§ Page extract
········

Nuclear Fusion 77 - ITEM Project Is Progressing And Nearing Completion

Nuclear Fusion 77 - ITEM Project Is Progressing And Nearing Completion

A tokamak is a scientific device that produces energy from nuclear fusion. A huge tokamak is being built in southern France as part of the ITER initiative which has been in development for thirty-five years involving thirty-five different nations. ITER is a nuclear fusion power plant that is designed to investigate using fusion to produce industrial scale carbon-free energy.
     ITER is scheduled to go online at the end of 2025. It will be the biggest tokamak ever constructed. It is based on use of toroidal (donut-shaped) magnetic field coils. Tokamaks were originally developed by the Soviet Union in the 1960s. The word tokamak itself is an acronym for “toroidal magnetic confinement” in Russian. ITER’s field coils are the most powerful superconductive magnets ever constructed. The ITER tokamak will utilize eighteen of these magnets which total a weight of six thousand metric tons. It needs them in order to confine the plasma created by the fusion process.
    The fusion process consists of atoms of light elements such as helium and hydrogen being fused together to create atoms of heavier elements. A huge amount of energy is released during this process. The walls of the tokamak absorb this heat which is then transferred to a heat exchanger where it is used to boil water to steam. The steam is used to turn a turbine to generate electricity.
     A big advantage of fusion is that it does not involve the same risks as energy generation using nuclear fission. During fission, very heavy atoms such as uranium and plutonium are broken apart into atoms of lighter elements. Demonstrating the fusion process on a large scale is one of the reasons for the construction of ITER.

········

§ Problem set
1 - In the ITER passage, substitute "thorium" for "uranium" and give everything from "A big advantage" down to "construction of ITER.".
2 - According to the ITER passage, why does the ITER tokamak use its eighteen field-coil magnets?
The rows that follow come from a separate source.

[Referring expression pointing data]
········

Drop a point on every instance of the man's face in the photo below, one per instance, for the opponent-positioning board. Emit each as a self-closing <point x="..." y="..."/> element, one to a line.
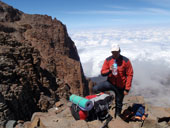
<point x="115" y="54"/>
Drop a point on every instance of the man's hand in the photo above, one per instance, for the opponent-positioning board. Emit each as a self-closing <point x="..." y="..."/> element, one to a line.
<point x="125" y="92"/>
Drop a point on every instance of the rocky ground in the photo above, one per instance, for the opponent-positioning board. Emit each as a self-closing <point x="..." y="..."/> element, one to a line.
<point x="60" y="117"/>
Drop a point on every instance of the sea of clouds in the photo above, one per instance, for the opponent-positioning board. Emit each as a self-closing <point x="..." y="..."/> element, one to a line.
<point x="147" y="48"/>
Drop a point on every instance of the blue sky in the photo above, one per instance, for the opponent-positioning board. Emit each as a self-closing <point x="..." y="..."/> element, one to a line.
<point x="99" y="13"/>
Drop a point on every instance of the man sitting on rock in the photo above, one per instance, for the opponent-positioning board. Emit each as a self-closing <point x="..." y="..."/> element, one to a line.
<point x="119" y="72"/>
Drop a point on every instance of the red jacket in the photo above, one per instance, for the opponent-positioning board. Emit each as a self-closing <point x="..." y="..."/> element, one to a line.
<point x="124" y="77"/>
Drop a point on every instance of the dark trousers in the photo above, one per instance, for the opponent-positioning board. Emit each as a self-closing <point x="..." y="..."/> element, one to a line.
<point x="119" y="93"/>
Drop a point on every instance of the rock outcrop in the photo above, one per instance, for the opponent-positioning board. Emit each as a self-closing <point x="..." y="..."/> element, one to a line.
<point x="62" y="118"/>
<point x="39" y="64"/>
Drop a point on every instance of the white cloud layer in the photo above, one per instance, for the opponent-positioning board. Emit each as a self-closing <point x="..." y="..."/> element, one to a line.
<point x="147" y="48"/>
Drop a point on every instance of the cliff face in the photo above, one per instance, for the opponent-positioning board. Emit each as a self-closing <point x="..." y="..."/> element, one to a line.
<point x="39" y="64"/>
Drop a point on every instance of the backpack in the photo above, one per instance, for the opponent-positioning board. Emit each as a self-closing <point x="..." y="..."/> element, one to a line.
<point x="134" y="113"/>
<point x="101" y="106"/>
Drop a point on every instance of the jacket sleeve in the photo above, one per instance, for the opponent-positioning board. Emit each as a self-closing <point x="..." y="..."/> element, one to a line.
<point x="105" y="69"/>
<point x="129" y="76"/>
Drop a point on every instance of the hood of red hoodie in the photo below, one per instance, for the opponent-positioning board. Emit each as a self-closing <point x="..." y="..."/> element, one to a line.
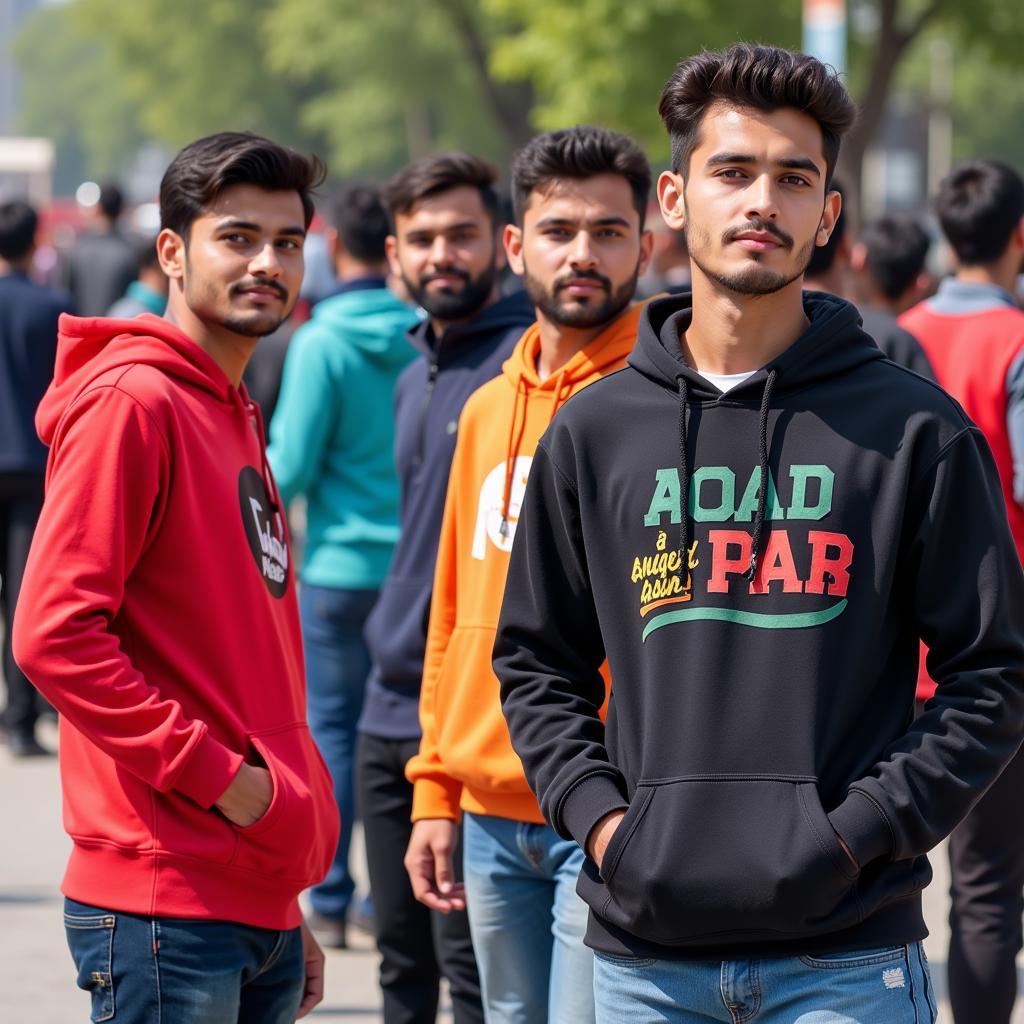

········

§ Results of the tasks
1 -
A big advantage of fusion is that it does not involve the same risks as energy generation using nuclear fission. During fission, very heavy atoms such as thorium and plutonium are broken apart into atoms of lighter elements. Demonstrating the fusion process on a large scale is one of the reasons for the construction of ITER.

2 - The ITER tokamak needs its eighteen superconductive magnets to confine the plasma created by the fusion process.